__SET TASK__
Reproduce the items word for word, from the start through the line containing "x=277, y=330", both ends included. Leave the pictures out of your answer.

****************

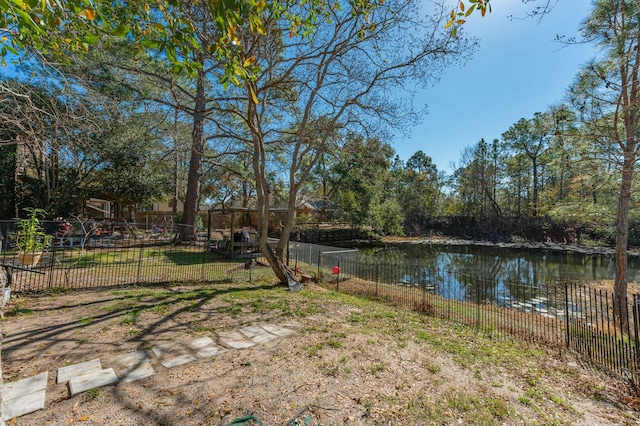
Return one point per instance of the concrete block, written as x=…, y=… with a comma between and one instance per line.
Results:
x=25, y=386
x=66, y=373
x=137, y=372
x=93, y=379
x=210, y=351
x=201, y=343
x=179, y=360
x=277, y=330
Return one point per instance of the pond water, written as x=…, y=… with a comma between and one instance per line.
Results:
x=525, y=266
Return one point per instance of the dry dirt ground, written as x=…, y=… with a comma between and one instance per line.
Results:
x=349, y=361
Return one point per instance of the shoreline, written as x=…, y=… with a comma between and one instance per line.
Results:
x=518, y=245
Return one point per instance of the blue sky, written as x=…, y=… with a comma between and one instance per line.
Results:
x=518, y=70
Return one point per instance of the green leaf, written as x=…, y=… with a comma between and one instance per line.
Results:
x=470, y=11
x=121, y=31
x=90, y=39
x=150, y=44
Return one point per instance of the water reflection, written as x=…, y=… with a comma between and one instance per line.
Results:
x=523, y=279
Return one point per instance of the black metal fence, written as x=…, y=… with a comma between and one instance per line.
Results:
x=109, y=254
x=566, y=315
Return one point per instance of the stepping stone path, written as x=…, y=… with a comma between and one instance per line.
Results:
x=28, y=395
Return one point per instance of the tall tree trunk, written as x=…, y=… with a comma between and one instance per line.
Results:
x=622, y=238
x=259, y=163
x=290, y=220
x=192, y=198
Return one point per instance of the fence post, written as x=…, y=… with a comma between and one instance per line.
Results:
x=636, y=326
x=566, y=314
x=140, y=262
x=478, y=303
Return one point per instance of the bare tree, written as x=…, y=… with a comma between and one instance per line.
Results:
x=607, y=95
x=346, y=76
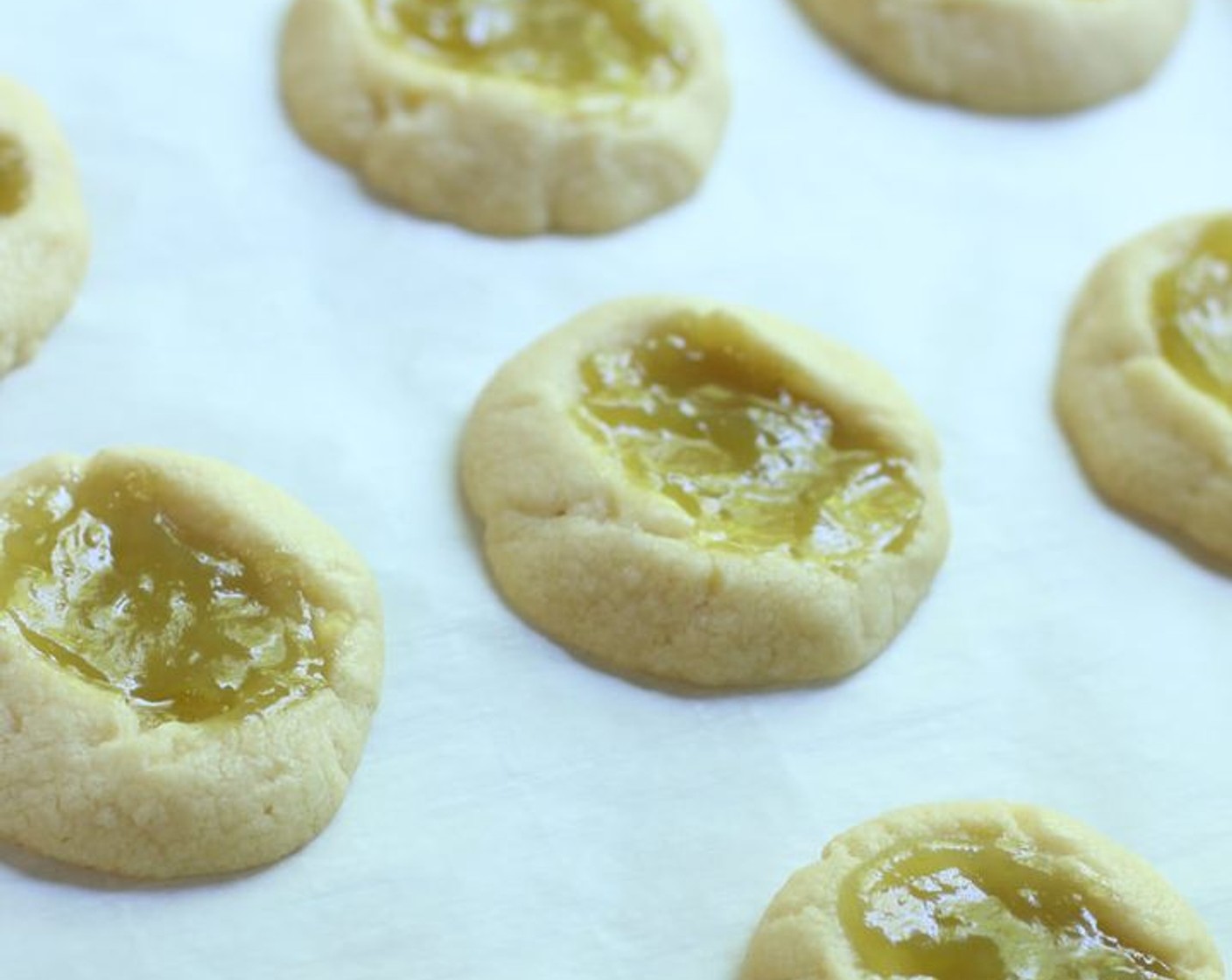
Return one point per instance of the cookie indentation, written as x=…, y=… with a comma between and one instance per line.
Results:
x=697, y=415
x=15, y=177
x=1193, y=311
x=584, y=46
x=974, y=910
x=102, y=578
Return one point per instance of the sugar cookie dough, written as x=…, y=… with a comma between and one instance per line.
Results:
x=705, y=496
x=507, y=116
x=1007, y=56
x=980, y=892
x=1144, y=385
x=45, y=238
x=189, y=663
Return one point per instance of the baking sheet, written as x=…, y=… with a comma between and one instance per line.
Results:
x=518, y=814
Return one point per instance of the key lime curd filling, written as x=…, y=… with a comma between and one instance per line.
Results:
x=100, y=579
x=697, y=413
x=1193, y=312
x=622, y=47
x=15, y=178
x=975, y=910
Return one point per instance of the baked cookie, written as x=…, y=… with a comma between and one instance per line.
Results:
x=705, y=496
x=509, y=116
x=45, y=238
x=1007, y=56
x=978, y=892
x=189, y=663
x=1144, y=385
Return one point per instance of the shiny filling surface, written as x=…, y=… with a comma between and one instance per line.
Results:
x=15, y=178
x=696, y=413
x=1193, y=307
x=100, y=579
x=585, y=46
x=966, y=910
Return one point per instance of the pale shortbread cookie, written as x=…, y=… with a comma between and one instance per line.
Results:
x=1007, y=56
x=978, y=889
x=1152, y=440
x=773, y=561
x=45, y=240
x=189, y=663
x=462, y=130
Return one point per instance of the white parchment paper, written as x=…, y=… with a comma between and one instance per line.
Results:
x=516, y=814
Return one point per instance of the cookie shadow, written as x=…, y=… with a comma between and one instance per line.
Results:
x=1189, y=549
x=53, y=872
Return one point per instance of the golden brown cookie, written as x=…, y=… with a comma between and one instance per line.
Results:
x=512, y=117
x=189, y=663
x=1144, y=383
x=705, y=496
x=45, y=238
x=967, y=890
x=1007, y=56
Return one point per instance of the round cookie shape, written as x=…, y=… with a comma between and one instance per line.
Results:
x=705, y=496
x=978, y=892
x=45, y=240
x=1007, y=56
x=189, y=665
x=1144, y=383
x=507, y=116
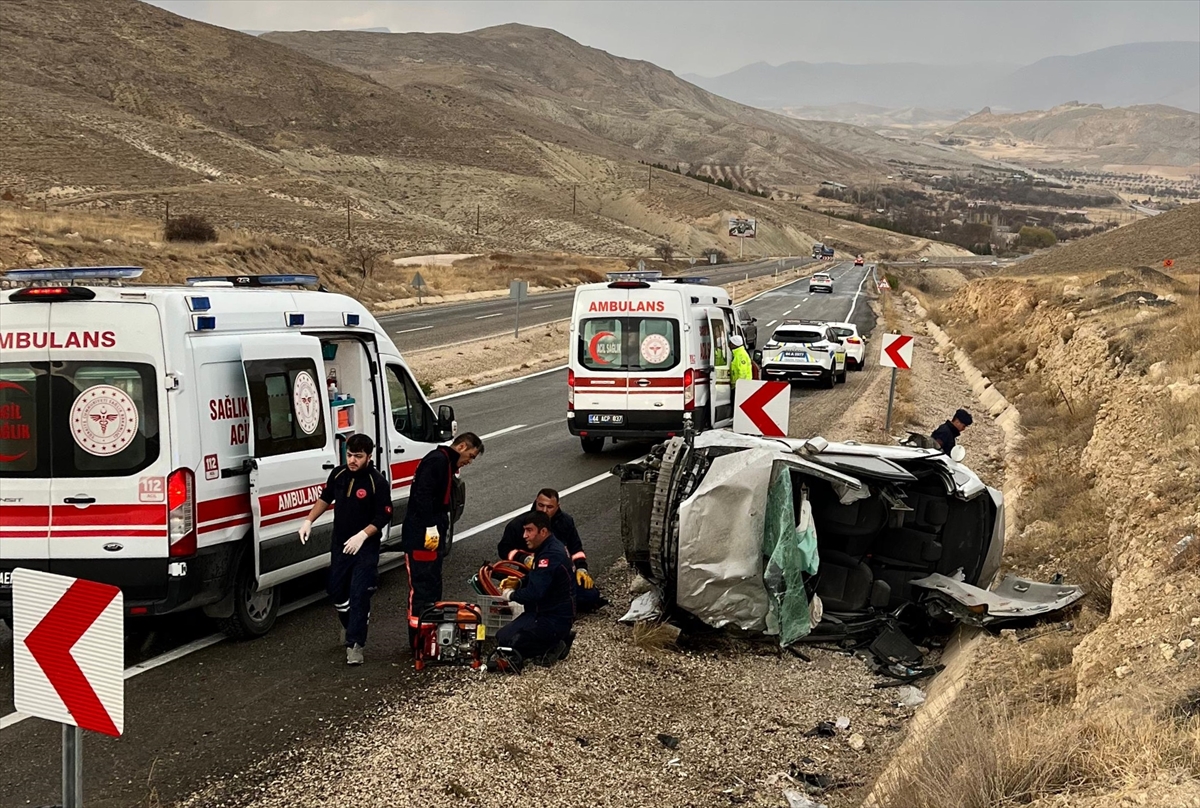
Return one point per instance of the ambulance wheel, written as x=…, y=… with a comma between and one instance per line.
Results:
x=592, y=446
x=253, y=610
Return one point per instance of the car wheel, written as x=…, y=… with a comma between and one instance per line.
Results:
x=253, y=610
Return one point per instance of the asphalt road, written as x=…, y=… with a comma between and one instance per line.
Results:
x=215, y=716
x=435, y=325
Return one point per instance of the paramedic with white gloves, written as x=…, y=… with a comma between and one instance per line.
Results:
x=363, y=508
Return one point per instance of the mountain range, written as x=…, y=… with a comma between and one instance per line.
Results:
x=1121, y=76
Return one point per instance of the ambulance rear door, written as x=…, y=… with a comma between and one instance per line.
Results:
x=112, y=455
x=24, y=440
x=291, y=450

****************

__FINISHED EXERCISE__
Return one point per instance of the concrete block, written as x=…, y=… with a comma between and one instance per line.
Results:
x=25, y=386
x=66, y=373
x=137, y=372
x=93, y=379
x=210, y=351
x=201, y=343
x=179, y=360
x=277, y=330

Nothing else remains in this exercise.